● Required work:
Give back the full listing, character for character, with no pictures.

● Data to use:
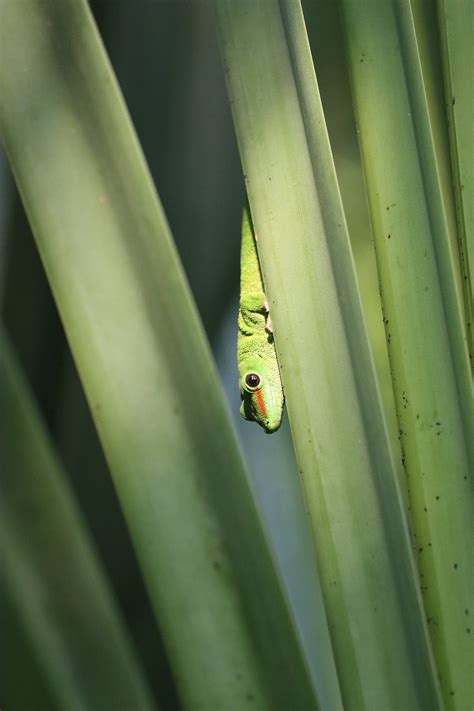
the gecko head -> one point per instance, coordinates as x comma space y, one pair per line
262, 397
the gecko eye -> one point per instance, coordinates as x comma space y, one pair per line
252, 380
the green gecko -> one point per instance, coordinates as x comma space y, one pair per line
261, 390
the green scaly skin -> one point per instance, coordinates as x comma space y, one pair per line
256, 355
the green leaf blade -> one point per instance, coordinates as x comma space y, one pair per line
359, 528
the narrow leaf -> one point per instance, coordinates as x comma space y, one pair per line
50, 576
145, 364
430, 372
360, 531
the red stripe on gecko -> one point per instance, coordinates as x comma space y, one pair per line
261, 403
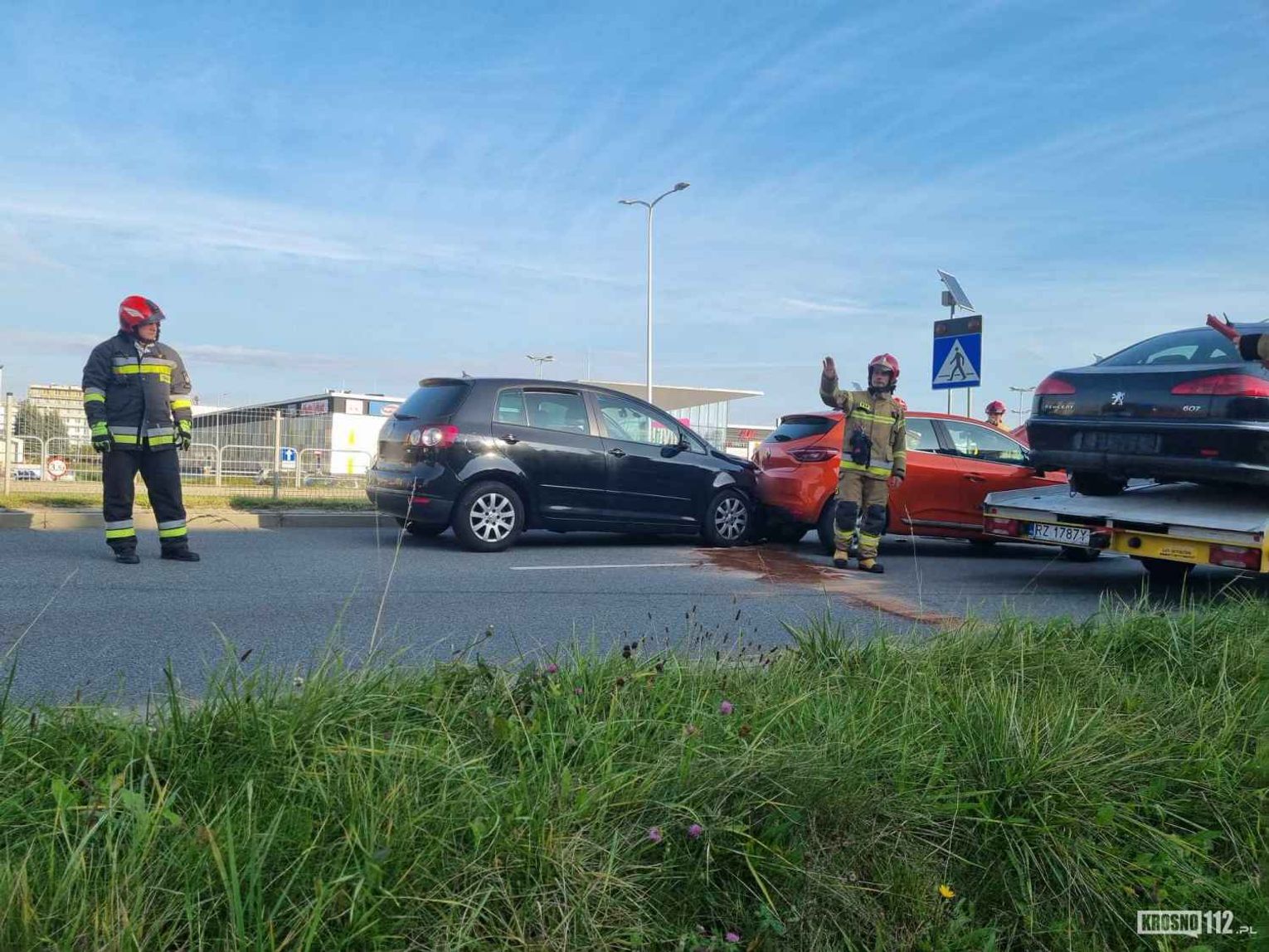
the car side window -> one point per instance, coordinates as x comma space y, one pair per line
509, 408
984, 443
625, 419
556, 410
921, 435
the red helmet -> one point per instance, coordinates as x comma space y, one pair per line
136, 311
890, 362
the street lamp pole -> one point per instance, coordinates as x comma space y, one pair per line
650, 206
1019, 391
541, 361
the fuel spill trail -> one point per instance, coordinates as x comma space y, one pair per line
780, 566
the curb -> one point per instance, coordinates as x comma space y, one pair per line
199, 521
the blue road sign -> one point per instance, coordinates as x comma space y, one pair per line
957, 362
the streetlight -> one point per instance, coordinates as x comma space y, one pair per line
1019, 391
540, 361
650, 206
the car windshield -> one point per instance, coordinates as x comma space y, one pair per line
431, 401
801, 427
1197, 346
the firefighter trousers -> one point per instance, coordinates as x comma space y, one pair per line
858, 493
160, 470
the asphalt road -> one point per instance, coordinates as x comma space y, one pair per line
72, 619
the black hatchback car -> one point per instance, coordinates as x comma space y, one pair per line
1179, 406
494, 457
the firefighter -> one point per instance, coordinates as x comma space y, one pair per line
873, 457
136, 396
996, 415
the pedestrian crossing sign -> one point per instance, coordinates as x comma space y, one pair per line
957, 362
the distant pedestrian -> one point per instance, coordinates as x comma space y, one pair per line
136, 395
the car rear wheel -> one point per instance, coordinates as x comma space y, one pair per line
1096, 483
1077, 554
1164, 571
728, 519
489, 517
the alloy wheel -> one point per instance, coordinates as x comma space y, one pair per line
493, 517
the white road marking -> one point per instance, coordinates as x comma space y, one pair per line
620, 565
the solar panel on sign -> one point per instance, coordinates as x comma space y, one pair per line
957, 291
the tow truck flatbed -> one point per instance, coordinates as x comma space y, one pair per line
1169, 527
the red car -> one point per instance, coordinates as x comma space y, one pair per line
952, 464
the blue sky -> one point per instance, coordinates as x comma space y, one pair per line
325, 196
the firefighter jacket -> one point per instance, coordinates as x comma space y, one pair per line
136, 392
874, 440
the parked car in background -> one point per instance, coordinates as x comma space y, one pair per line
952, 464
1178, 406
491, 457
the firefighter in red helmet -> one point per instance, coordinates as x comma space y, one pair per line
873, 457
136, 396
996, 415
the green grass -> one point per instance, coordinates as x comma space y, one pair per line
1058, 777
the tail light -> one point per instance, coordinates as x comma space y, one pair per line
1053, 385
999, 526
1225, 385
433, 437
1235, 557
812, 456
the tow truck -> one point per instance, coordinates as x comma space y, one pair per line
1168, 527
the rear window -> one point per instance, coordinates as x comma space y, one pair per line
1177, 349
801, 427
433, 401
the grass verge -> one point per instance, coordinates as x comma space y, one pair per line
1019, 786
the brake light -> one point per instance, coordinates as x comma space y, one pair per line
1225, 385
433, 437
812, 456
999, 526
1235, 557
1053, 385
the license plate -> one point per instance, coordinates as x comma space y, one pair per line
1062, 535
1098, 442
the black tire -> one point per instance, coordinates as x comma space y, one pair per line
424, 530
489, 517
824, 527
728, 519
1077, 554
1164, 571
1096, 483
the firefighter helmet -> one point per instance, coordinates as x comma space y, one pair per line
888, 362
136, 311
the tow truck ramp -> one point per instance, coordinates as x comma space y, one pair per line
1169, 527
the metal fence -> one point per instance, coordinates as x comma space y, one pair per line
261, 452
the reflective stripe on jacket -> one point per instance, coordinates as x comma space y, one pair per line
880, 418
140, 399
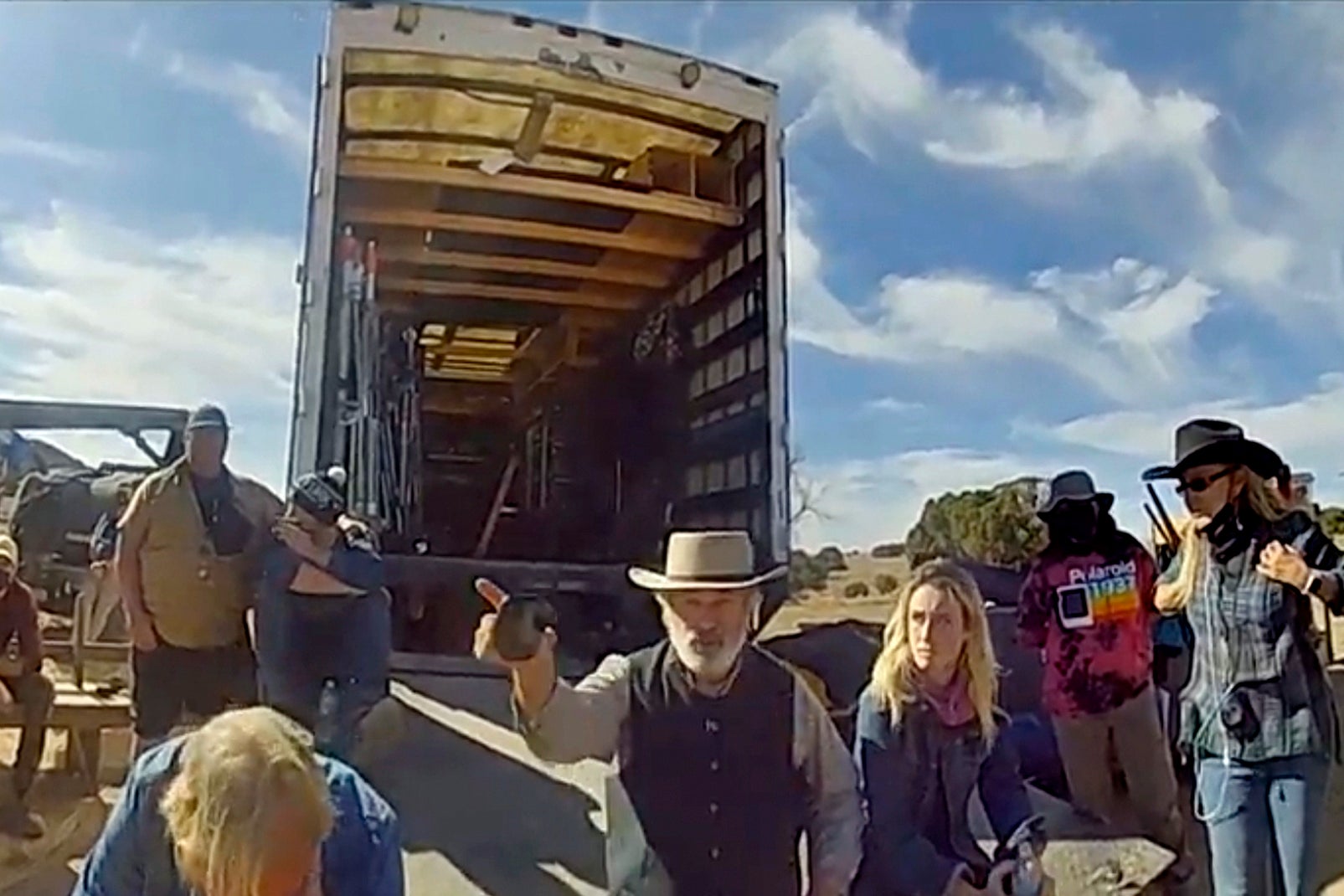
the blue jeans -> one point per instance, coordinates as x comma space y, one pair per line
302, 641
1248, 806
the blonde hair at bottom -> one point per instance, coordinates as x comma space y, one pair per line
237, 775
894, 676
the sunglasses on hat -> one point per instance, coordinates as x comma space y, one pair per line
1203, 482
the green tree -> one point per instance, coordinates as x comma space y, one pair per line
832, 559
1332, 522
806, 574
990, 526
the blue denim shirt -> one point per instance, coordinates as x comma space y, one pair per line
917, 778
133, 856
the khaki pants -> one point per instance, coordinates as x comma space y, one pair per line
1135, 731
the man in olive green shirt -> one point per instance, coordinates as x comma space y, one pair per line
187, 566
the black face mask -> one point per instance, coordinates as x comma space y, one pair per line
1228, 533
1074, 523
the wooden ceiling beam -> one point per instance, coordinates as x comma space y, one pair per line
517, 265
579, 298
680, 247
662, 203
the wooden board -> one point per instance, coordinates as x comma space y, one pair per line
77, 708
517, 265
682, 246
456, 71
577, 298
670, 206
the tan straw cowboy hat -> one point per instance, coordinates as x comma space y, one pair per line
708, 562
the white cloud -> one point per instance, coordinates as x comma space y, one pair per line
701, 22
261, 100
1306, 430
1090, 117
51, 151
1124, 329
893, 406
868, 502
91, 311
866, 80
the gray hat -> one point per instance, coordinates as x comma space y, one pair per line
207, 417
1071, 485
1213, 440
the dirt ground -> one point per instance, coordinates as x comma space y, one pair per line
460, 777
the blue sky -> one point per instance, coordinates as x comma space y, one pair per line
1022, 237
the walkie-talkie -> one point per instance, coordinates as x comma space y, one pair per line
520, 621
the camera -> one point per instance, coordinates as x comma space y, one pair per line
520, 625
1238, 716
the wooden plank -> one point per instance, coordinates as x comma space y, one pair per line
518, 265
683, 246
668, 206
578, 298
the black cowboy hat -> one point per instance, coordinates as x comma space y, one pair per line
1208, 440
1071, 485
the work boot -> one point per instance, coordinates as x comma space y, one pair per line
17, 821
378, 733
15, 818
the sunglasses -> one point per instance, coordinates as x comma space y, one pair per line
1203, 482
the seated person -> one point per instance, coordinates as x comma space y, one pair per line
926, 739
322, 614
22, 682
242, 806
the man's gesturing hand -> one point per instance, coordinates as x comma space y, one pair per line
487, 637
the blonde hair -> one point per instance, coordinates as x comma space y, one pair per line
894, 676
1259, 496
237, 774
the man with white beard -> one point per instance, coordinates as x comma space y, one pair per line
723, 756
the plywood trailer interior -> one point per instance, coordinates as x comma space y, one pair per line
570, 282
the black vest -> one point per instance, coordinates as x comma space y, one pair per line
713, 780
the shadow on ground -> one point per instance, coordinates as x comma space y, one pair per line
493, 818
1332, 818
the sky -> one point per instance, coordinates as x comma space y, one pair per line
1022, 237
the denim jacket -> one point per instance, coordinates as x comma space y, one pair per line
917, 780
133, 855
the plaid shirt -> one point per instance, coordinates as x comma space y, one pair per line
1252, 634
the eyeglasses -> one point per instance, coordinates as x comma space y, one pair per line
1202, 484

● Result of the exercise:
the gecko head -> one point per instance, coordinates as x comma space y, one pair per line
262, 397
the gecko eye -> one point per instance, coordinates as x comma space y, one pair per line
252, 380
the green gecko -> one point per instance, coordinates as x comma space y, one pair per line
261, 390
the green scaly skin -> one point per instance, coordinates as x comma space y, one pair per line
256, 355
the green leaf blade -> one point per instance, coordinates as x comma space y, one pair per line
359, 528
the narrow leaf -> one point per instance, coordinates as x comma space y, one pair per line
50, 576
145, 364
430, 372
360, 531
the red stripe on gecko -> one point per instance, coordinates as x comma space y, one pair per line
261, 403
the car side window -> one point per instance, coordinates as x comma space y, one pair per line
509, 408
984, 443
625, 419
556, 410
921, 435
the red helmet -> one point per instance, coordinates as x comma space y, one pair per line
136, 311
890, 362
the street lamp pole -> one point per instance, coordinates as x comma space y, one pair per line
650, 206
1019, 391
541, 361
the fuel spill trail -> one point per instance, coordinates as x comma space y, one pair per line
780, 566
the curb -> one point per instance, coordinates as x comma space y, one pair per line
199, 521
the blue road sign -> one point per instance, coordinates as x comma space y, one pair per line
957, 362
the streetlight -> one point per instance, coordinates as x comma space y, one pair per line
1019, 391
540, 361
650, 206
the car windshield -> one point per instance, coordinates as x comma space y, one pair per line
431, 401
801, 427
1197, 346
the firefighter trousers -> one point per instance, coordinates as x comma space y, one pair per line
858, 493
160, 470
the asphalt road -> one point per instance, coordinates as x comma space y, one pair per line
72, 619
the black hatchback car -> one point per instance, coordinates as x comma space y, one pair per line
1179, 406
494, 457
the firefighter -> one point per instance, coordinates as x comma space y, one pair per line
873, 457
136, 396
996, 415
the pedestrian crossing sign -> one point per instance, coordinates as x comma space y, one pair per line
957, 362
the distant pedestrian -> one point per instance, coordinates as x comma space y, one pair per line
136, 395
the car rear wheel -> one point per instance, coordinates as x comma space y, one pair per line
1096, 483
1077, 554
1164, 571
728, 519
489, 517
the alloy wheel -> one point per instance, coordinates as x comma space y, one pair per line
493, 517
the white road marking -> one point per instance, coordinates as x comma space y, one pair per line
620, 565
the solar panel on sign -> one point per instance, coordinates as x comma space y, one pair per line
957, 291
the tow truck flatbed -> one point per instance, coordinates as x comma space y, one pair per line
1169, 527
the red car -> one point per instance, coordinates as x comma space y, one pair per line
952, 464
the blue sky -> one point per instance, coordinates as x comma space y, one pair per line
325, 196
the firefighter jacket -> one point per instance, coordinates as x comma space y, one pair per line
136, 392
874, 440
the parked car in background -> one point per instance, coordinates as x comma space y, one pair per line
952, 464
1178, 406
491, 457
the firefighter in red helmet -> one point per instance, coordinates as x comma space y, one pair per line
873, 457
136, 396
996, 415
the green grass -> one point per instance, coordinates as x comma space y, one pair per line
1058, 777
the tail light -> one point per instance, coordinates as x comma space y, one pair per line
1053, 385
999, 526
1225, 385
433, 437
1235, 557
812, 456
the tow truck -> one point per instance, coordinates as x comma space y, one pair per line
1168, 527
the rear window -> one point per instance, coordinates as x comma space y, one pair per line
1177, 349
801, 427
433, 401
the grass verge -> one point per instance, coordinates as x comma space y, one pair per line
1019, 786
the brake light -> one point per instance, coordinates as x comma space y, one pair per line
1225, 385
433, 437
812, 456
999, 526
1235, 557
1053, 385
the license plate -> one point per instance, coordinates as x comma space y, one pair per line
1062, 535
1098, 442
the black tire -> one point per instance, coordinates as x comma space y, one pair per line
424, 530
489, 517
824, 527
728, 519
1077, 554
1164, 571
1096, 483
the firefighter helmet -> one point per instance, coordinates as x comma space y, one pair per line
888, 362
136, 311
the tow truck ramp -> one point per instance, coordinates as x comma space y, one pair per line
1169, 527
the metal fence -> one point per instance, coordinates as x comma space y, one pair per line
261, 452
the reflective stripe on jacket -> one point per instance, coordinates as x comma space y, one pair per line
880, 418
140, 399
the blue jeans -> one point per instance, coordinates as x comma space y, one pair per line
302, 641
1248, 806
the blonde hair at bottom -> one point per instance, coordinates as x comma space y, one pair per line
237, 775
894, 676
the sunglasses on hat -> one point per instance, coordinates as x comma space y, one pair per line
1203, 482
the green tree -> one point per instance, coordinates as x comma space y, one pair per line
832, 559
1332, 522
806, 574
990, 526
the blue denim shirt -> one point per instance, coordinates as x comma space y, one pair per line
917, 778
133, 856
the khaki pants -> one point per instance, coordinates as x comma space y, one pair per line
1135, 731
the man in olive green shirt -> one point per instance, coordinates as x comma space y, one pair per line
187, 566
the black face mask -> one point per instance, coordinates as x comma space y, one pair per line
1228, 533
1074, 523
the wooden ceiling beam -> one point per instance, coordinates as x comma space y, one pair per line
517, 265
579, 298
680, 247
662, 203
the wooden board -> one point per instance, coordinates as x comma space y, one pair per line
77, 708
517, 265
682, 246
456, 71
577, 298
670, 206
the tan straw cowboy hat -> one point per instance, coordinates as x comma space y, one pair per line
708, 562
the white cloud -> one point per instance, coordinates as x comma space y, one pair per line
701, 22
261, 100
1306, 430
1090, 117
51, 151
1124, 329
893, 406
868, 502
91, 311
866, 80
the gray hat -> one point per instance, coordinates as x comma space y, one pair per line
207, 417
1071, 485
1213, 440
the dirt ground -> one point per instance, coordinates as x comma space y, one pair per line
460, 777
the blue sky -> one point per instance, coordinates as x comma space y, one pair per line
1022, 237
the walkie-talkie -> one point per instance, coordinates as x comma space y, one pair per line
520, 621
the camera -> one point per instance, coordinates as x comma space y, one pair per line
520, 625
1238, 716
the wooden plank -> one point per instance, coordinates as x comma space y, one pair per line
518, 265
683, 246
668, 206
578, 298
the black cowboy hat -> one point per instance, coordinates as x comma space y, one pair per line
1208, 440
1071, 485
the work boot -> one point per instance, coordinates as x comma space y, one pair per line
17, 821
378, 733
15, 818
the sunglasses -> one point per instance, coordinates as x comma space y, one pair per line
1203, 482
the seated person -> one point per instance, coordinates as x comma space y, one pair per line
926, 739
322, 614
22, 682
242, 806
the man's gesturing hand -> one point per instance, coordinates as x comma space y, one pair per line
487, 637
the blonde hair -> one point per instance, coordinates as x comma space y, one pair per line
894, 676
1259, 496
237, 774
the man with white beard -> one point per instance, coordinates as x comma space y, one pair per line
723, 756
the plywood trailer interior -> one point per instance, coordinates as x comma space y, one pair per line
570, 282
the black vest -> one point per instance, coordinates as x comma space y, one pair per line
713, 780
the shadow on ground -> one point per instance, coordinates as x comma space y, one pair per line
493, 818
1332, 818
the sky -> one point per instance, coordinates as x comma space y, one pair per line
1022, 237
the denim jacket -> one point per instance, coordinates as x comma space y, one pair per line
917, 780
133, 855
the plaid shirt -> one point per instance, coordinates as x comma space y, one pair per line
1252, 634
the eyeglasses -> one point per instance, coordinates as x comma space y, one pair per line
1202, 484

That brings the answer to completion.